As the answer, set down the lines below from the one containing "Query: man's gray hair" through the one containing "Place a pin on every instance of the priest's", exactly and inclusively, and no others.

'''

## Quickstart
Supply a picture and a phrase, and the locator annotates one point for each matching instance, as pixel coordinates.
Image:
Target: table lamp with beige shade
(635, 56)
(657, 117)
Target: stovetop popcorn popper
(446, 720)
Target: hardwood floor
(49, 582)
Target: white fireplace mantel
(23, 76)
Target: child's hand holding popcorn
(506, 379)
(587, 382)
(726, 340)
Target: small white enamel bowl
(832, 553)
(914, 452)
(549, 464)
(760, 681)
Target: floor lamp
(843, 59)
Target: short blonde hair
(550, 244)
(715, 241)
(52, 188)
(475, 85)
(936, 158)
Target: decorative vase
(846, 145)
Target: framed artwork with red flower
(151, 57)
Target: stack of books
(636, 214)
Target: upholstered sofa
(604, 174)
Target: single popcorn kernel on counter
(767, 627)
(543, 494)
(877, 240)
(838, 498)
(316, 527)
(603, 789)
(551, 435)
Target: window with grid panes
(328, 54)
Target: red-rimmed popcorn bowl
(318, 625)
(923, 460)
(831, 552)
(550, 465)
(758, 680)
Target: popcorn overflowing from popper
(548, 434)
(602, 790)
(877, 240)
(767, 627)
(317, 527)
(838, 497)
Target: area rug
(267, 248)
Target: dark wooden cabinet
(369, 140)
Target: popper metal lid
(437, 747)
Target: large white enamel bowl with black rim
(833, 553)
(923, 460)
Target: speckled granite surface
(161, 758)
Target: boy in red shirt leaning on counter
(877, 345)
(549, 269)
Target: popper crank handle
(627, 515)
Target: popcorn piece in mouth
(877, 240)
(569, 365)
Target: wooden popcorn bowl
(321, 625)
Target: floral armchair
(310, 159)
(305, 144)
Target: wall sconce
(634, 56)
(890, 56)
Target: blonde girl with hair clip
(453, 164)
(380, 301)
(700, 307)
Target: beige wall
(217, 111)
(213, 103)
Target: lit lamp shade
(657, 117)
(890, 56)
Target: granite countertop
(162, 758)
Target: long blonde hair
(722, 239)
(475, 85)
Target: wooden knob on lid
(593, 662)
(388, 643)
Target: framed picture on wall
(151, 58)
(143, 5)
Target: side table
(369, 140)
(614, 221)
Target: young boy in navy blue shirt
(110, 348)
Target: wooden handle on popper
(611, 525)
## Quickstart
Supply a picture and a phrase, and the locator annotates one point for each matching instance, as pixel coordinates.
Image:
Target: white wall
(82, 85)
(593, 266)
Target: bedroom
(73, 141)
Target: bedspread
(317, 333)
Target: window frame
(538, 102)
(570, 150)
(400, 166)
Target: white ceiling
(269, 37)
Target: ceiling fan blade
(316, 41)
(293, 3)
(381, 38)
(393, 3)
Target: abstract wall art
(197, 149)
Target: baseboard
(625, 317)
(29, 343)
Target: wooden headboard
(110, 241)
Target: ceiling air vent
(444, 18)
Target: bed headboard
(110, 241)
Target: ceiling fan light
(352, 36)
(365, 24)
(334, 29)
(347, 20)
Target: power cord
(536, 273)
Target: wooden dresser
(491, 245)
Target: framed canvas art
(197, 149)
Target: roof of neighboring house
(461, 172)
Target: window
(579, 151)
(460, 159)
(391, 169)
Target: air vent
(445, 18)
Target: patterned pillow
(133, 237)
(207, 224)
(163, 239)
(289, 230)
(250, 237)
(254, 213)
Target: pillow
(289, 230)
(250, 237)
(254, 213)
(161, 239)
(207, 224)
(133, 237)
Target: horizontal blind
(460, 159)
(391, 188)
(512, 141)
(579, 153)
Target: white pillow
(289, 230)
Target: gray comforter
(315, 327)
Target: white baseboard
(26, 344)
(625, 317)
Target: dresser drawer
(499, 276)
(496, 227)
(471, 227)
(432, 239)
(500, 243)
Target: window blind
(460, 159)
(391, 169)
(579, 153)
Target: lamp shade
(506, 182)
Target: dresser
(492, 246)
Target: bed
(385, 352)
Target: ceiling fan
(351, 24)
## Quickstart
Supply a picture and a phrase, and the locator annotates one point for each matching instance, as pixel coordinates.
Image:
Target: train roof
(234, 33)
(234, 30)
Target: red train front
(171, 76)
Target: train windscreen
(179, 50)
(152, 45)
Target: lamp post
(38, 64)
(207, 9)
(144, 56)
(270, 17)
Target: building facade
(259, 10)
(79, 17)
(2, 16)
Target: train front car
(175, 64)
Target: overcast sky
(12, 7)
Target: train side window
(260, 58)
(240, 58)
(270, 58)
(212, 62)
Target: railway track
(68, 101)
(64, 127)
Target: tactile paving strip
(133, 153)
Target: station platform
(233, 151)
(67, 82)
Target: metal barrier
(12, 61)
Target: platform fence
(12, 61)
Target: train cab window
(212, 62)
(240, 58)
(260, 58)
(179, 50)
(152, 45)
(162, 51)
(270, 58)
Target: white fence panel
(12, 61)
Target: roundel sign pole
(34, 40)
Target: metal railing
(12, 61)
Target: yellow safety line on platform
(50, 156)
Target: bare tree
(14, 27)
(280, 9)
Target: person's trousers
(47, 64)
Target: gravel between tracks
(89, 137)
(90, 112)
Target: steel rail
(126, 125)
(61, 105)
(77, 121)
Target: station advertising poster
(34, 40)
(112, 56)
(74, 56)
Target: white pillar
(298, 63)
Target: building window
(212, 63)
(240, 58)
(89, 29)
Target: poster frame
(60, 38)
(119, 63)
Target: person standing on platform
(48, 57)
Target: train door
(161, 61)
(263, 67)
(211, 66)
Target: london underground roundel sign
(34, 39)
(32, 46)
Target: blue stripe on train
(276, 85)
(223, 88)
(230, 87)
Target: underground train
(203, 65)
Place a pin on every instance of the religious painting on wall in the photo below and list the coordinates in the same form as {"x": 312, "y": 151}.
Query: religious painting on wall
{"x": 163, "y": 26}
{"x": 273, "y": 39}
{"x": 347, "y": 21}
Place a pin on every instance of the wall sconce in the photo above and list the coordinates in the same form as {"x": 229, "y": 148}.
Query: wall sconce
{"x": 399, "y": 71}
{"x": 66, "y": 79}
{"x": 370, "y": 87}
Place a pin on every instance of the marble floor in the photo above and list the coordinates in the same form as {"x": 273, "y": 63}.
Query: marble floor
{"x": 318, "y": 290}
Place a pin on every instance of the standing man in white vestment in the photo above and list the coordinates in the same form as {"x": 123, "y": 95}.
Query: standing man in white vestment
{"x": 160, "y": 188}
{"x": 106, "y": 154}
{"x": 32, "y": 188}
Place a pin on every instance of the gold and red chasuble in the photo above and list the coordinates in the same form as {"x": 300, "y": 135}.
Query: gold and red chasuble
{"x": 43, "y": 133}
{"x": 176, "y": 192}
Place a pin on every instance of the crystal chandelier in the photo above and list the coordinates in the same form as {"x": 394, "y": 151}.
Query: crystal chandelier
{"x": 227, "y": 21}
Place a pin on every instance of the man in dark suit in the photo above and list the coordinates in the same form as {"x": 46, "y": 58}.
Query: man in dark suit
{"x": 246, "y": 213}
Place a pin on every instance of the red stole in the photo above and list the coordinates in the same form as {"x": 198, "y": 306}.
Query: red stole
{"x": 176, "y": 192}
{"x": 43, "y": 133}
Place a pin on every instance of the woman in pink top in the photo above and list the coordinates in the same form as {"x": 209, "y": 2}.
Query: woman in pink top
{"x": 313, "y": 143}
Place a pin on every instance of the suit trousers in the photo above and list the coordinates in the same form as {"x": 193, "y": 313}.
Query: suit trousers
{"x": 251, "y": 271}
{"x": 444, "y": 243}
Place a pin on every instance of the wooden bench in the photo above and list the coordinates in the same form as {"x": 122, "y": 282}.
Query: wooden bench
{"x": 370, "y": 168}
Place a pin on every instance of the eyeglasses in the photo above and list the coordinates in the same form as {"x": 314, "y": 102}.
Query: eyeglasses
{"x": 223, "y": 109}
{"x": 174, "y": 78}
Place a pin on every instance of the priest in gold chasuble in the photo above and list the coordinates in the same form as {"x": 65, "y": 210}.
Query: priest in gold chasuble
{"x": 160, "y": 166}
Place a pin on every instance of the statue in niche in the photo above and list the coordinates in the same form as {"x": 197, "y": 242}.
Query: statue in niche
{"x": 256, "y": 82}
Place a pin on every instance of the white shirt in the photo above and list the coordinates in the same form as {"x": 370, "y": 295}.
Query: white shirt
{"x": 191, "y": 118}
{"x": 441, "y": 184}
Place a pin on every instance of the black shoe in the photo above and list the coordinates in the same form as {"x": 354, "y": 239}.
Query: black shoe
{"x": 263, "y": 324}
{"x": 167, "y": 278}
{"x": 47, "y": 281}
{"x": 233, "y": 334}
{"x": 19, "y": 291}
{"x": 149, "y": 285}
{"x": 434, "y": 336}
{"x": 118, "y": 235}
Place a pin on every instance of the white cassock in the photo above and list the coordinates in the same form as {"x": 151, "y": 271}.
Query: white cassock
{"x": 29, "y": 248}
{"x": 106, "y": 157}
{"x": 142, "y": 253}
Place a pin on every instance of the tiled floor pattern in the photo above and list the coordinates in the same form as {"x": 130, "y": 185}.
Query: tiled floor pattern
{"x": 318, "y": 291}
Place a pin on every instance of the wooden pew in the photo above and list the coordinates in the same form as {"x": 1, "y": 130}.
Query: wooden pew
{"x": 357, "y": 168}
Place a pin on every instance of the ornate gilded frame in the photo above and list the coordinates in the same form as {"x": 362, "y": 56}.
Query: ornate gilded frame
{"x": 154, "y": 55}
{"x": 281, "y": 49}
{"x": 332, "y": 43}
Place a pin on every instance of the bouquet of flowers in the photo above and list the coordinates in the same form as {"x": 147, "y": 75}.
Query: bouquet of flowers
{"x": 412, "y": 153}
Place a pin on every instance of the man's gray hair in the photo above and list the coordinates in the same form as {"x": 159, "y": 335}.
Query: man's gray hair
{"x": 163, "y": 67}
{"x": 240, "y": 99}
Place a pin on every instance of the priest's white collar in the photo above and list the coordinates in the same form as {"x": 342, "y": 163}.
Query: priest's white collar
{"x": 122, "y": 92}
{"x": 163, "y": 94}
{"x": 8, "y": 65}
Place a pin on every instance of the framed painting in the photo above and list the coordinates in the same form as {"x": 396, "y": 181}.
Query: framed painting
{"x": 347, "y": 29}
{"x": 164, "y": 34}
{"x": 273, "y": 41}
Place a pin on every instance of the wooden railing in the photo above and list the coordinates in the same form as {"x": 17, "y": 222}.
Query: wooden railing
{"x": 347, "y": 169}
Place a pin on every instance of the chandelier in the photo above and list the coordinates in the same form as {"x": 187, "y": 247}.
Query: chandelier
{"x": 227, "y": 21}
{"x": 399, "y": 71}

'''

Result of this exercise:
Query: man's gray hair
{"x": 163, "y": 67}
{"x": 240, "y": 99}
Place a pin on every instance of the priest's white collar in the photo above and list the coordinates in the same form as {"x": 342, "y": 163}.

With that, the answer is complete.